TEXTE FOURNI
======

La position officielle de la FSSPX apparaît de plus en plus comme une pieuse fiction. Car de facto, elle refuse : la communion liturgique avec le pape et les évêques du monde entier (novus ordo), le droit législatif de l’Église universelle (code de 1983), le magistère ordinaire de l’épiscopat en union avec le pape sur certains points (liberté religieuse…), les déclarations et définitions comme « saints » des « bienheureux Jean XXIII et Jean Paul II » inscrits par François « dans le catalogue des saints » établissant « que dans toute l’Église ils soient dévotement honorés parmi les saints »… Bref, dans la réalité, la FSSPX n’est pas en communion avec François, les évêques du monde et l’Église officielle. Devant cette réalité, il ne semble y avoir que deux possibilités : soit la Fraternité est schismatique, soit François n’est plus vraiment catholique.
“Vous me tendez un piège ! … Je préfère suspendre ma réponse.”
Mgr Lefebvre est, d’une certaine manière et sans l’avoir voulu, la cause de la crise dans la Fraternité. La vraie cause étant bien sûr l’apostasie de Rome et la confusion qu’engendre le mystère d’iniquité. Des personnes n’appartenant pas à la FSSPX, ont plusieurs fois remarqué que ses membres avaient une vision diamétralement opposée sur le principe d’un accord avec la « Rome moderniste ». Tous s’appuient sur le même Mgr Lefebvre mais en l’interprétant de manière contradictoire. Comment cela est-il possible ? Tout simplement parce que Mgr Lefebvre a toujours voulu reconnaître à la fois une Rome moderniste présente (à laquelle il faut désobéir) et une Rome éternelle passée (à laquelle il faut être fidèle). Il a bien dit parfois que la Rome moderniste n’était en rien la Rome éternelle et qu’elle était donc illégitime, hérétique, apostate et sans aucune autorité, mais il a aussi toujours tenu à reconnaître, sans aucun doute possible, l’autorité des occupants du siège romain… Depuis la fameuse déclaration du 8 novembre 1979 intitulée : “Position de Mgr Lefebvre sur la nouvelle messe et sur le Pape”, Mgr Lefebvre reconnaissait théoriquement la légitimité de Paul VI, de Jean-Paul II… mais agissait pratiquement comme si cette reconnaissance n’existait pas. Là est le point faible de la Fraternité sacerdotale saint Pie X. Ceci est une fois de plus la constatation d’un fait.

======

DONNÉES FOURNIES
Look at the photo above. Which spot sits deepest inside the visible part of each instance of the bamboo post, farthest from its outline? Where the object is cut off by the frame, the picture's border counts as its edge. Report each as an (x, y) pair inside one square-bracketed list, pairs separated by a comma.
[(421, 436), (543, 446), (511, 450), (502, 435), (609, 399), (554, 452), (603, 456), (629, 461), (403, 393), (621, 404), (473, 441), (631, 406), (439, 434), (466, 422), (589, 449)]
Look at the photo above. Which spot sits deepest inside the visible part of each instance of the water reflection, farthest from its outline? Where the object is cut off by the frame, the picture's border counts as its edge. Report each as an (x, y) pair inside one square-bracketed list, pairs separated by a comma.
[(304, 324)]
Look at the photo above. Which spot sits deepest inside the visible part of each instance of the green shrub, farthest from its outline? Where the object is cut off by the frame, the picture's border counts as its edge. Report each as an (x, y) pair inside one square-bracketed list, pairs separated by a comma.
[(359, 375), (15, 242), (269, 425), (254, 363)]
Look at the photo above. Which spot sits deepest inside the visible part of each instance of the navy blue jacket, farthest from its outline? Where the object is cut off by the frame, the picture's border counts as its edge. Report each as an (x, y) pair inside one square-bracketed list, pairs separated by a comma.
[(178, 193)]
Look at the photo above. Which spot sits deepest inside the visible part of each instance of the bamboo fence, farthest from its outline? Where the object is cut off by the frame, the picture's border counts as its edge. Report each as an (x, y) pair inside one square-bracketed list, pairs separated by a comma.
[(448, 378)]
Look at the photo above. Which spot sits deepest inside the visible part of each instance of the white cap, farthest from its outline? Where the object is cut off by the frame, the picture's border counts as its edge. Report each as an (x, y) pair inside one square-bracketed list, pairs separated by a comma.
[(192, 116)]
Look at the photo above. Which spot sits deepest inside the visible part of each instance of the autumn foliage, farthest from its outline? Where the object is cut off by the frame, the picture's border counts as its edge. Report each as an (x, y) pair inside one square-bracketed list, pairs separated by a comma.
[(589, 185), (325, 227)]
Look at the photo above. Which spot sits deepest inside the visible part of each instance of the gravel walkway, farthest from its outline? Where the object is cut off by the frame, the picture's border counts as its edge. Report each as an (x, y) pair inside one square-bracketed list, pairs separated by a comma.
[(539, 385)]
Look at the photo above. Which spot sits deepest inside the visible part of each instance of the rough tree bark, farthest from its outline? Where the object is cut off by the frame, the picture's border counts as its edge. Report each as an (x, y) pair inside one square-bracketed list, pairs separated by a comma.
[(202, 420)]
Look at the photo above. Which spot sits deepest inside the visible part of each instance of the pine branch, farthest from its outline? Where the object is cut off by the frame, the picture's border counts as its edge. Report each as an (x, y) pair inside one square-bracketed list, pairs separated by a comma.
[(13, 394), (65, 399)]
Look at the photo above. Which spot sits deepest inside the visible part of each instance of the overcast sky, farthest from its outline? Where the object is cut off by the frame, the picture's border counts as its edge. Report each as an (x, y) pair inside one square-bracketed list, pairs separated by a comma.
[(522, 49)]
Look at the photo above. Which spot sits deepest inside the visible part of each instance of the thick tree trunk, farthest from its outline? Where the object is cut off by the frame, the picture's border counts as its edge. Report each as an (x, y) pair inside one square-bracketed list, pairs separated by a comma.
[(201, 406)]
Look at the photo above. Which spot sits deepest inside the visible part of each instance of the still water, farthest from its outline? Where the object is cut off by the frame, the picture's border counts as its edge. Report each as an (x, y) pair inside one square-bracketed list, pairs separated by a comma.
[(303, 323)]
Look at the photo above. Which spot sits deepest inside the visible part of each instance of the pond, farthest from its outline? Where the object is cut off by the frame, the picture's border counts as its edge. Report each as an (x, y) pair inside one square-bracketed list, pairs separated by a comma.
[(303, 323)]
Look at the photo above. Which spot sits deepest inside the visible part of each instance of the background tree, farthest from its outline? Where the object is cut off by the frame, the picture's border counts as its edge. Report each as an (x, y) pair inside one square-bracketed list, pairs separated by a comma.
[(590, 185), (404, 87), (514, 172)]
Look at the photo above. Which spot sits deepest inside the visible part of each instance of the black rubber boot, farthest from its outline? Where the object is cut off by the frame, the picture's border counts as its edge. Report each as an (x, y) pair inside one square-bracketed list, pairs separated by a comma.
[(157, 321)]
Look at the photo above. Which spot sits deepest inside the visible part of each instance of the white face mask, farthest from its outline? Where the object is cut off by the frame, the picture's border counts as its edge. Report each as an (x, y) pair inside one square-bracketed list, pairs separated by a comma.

======

OBJECTIF
Mettez à jour le texte sur la FSSPX en le reprenant depuis « La position officielle » jusqu'à « plus vraiment catholique. » inclus, et remplacez « FSSPX » par « Fraternité Saint-Pie-X ».

RÉSULTAT
La position officielle de la Fraternité Saint-Pie-X apparaît de plus en plus comme une pieuse fiction. Car de facto, elle refuse : la communion liturgique avec le pape et les évêques du monde entier (novus ordo), le droit législatif de l’Église universelle (code de 1983), le magistère ordinaire de l’épiscopat en union avec le pape sur certains points (liberté religieuse…), les déclarations et définitions comme « saints » des « bienheureux Jean XXIII et Jean Paul II » inscrits par François « dans le catalogue des saints » établissant « que dans toute l’Église ils soient dévotement honorés parmi les saints »… Bref, dans la réalité, la Fraternité Saint-Pie-X n’est pas en communion avec François, les évêques du monde et l’Église officielle. Devant cette réalité, il ne semble y avoir que deux possibilités : soit la Fraternité est schismatique, soit François n’est plus vraiment catholique.